Directions - Find each line in the records below that contains the word "soccer", and copy it out.

Recorded data -
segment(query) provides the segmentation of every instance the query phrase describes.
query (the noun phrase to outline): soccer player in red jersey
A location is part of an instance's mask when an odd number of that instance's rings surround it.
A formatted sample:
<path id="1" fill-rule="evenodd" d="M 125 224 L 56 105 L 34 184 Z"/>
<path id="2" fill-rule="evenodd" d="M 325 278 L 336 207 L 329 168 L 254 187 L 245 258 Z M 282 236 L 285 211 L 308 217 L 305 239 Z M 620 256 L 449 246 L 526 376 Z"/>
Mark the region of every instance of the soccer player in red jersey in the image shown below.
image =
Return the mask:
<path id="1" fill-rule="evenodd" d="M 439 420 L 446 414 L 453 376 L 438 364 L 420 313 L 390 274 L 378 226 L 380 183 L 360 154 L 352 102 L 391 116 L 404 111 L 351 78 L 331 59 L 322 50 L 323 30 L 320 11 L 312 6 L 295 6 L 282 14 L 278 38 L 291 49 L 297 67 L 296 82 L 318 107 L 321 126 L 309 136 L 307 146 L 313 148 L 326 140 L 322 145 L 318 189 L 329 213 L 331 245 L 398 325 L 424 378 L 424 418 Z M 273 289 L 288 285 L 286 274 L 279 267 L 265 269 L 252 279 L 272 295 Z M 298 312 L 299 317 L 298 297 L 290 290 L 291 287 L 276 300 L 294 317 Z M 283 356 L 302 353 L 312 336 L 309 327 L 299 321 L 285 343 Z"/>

Answer section -
query (the noun phrase to outline): soccer player in red jersey
Mark the region of every instance of the soccer player in red jersey in the image shown below.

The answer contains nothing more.